::: 所给文本 :::

透视投影
1. 将投影面上x,y,z方向上的点,投影到剪裁空间有一定比例关系
2. y方向上的比例关系
y/y0 = y'
y0/-z = tan(fov/2)
y' = y / tan(fov/2)*-z
让f=1/tan(fov/2)
y' = f/-z * y
3. x方向上的比例关系
x' = f'/-z * x
根据相似三角形原理:
tan(fovx/2)/tan(fovy/2)=f/f' = aspect = width/height
所以:
x' = f/aspect * 1/-z * x
4. 为了让z方向近大远小表示更真实,用双曲线来求z方向上的点
因为zFar = 1 zNear = -1
1 = m/zFar + c
-1 = m/zNear + c
解方程得到:
m = -(2 * zFar * zNear / zNear - zFar)
c = -(zFar + zNear/zNear-zFar)
令zNear = n, zFar = f
z' = 2nf/n-f * 1/-z - n+f/n-f
5. 将x',y',z'写成矩阵的形式
x' = f/aspect * 1/-z * x
y' = f/-z * y
z' = 2nf/n-f * 1/-z - n+f/n-f
f = 1/tan(fov/2)

::: 所给数据 :::

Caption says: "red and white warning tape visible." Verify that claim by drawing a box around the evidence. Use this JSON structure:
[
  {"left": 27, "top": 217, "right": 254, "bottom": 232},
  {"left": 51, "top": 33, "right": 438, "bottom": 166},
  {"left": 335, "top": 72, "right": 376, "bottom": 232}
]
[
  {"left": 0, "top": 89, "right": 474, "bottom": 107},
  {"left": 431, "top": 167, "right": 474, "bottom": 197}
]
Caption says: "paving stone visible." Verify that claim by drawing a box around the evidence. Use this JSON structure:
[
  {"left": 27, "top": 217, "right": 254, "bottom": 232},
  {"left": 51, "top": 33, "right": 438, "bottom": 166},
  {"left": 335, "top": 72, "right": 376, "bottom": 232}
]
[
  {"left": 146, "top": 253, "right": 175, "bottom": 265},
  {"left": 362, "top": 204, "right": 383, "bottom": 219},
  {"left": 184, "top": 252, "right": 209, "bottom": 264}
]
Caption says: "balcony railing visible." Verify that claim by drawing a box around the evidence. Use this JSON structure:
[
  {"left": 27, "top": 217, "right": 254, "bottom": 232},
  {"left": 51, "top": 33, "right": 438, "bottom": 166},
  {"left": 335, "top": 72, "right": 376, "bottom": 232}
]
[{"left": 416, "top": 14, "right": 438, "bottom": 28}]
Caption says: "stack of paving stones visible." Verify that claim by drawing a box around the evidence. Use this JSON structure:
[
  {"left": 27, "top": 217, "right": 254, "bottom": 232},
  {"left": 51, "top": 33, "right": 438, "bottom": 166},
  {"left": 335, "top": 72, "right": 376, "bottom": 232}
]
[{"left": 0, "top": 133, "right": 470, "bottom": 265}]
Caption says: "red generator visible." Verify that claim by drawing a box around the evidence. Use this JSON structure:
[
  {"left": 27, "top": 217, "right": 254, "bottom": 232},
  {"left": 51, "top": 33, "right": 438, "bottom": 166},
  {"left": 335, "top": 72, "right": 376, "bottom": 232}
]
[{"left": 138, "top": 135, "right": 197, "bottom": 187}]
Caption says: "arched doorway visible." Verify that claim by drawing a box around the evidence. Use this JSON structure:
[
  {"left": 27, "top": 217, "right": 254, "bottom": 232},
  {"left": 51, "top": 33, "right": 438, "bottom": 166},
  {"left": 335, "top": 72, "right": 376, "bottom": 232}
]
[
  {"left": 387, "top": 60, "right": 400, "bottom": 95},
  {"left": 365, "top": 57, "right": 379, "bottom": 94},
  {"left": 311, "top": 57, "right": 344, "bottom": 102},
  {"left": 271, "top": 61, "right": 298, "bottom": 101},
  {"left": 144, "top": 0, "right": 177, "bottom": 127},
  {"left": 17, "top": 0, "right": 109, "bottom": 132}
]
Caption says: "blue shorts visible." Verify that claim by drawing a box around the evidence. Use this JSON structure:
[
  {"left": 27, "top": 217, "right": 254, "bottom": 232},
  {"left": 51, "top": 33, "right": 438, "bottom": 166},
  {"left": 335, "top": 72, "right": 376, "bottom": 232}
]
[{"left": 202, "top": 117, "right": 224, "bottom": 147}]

:::

把上方关于透视投影的笔记全文原样复制一遍,不做任何改动。

透视投影
1. 将投影面上x,y,z方向上的点,投影到剪裁空间有一定比例关系
2. y方向上的比例关系
y/y0 = y'
y0/-z = tan(fov/2)
y' = y / tan(fov/2)*-z
让f=1/tan(fov/2)
y' = f/-z * y
3. x方向上的比例关系
x' = f'/-z * x
根据相似三角形原理:
tan(fovx/2)/tan(fovy/2)=f/f' = aspect = width/height
所以:
x' = f/aspect * 1/-z * x
4. 为了让z方向近大远小表示更真实,用双曲线来求z方向上的点
因为zFar = 1 zNear = -1
1 = m/zFar + c
-1 = m/zNear + c
解方程得到:
m = -(2 * zFar * zNear / zNear - zFar)
c = -(zFar + zNear/zNear-zFar)
令zNear = n, zFar = f
z' = 2nf/n-f * 1/-z - n+f/n-f
5. 将x',y',z'写成矩阵的形式
x' = f/aspect * 1/-z * x
y' = f/-z * y
z' = 2nf/n-f * 1/-z - n+f/n-f
f = 1/tan(fov/2)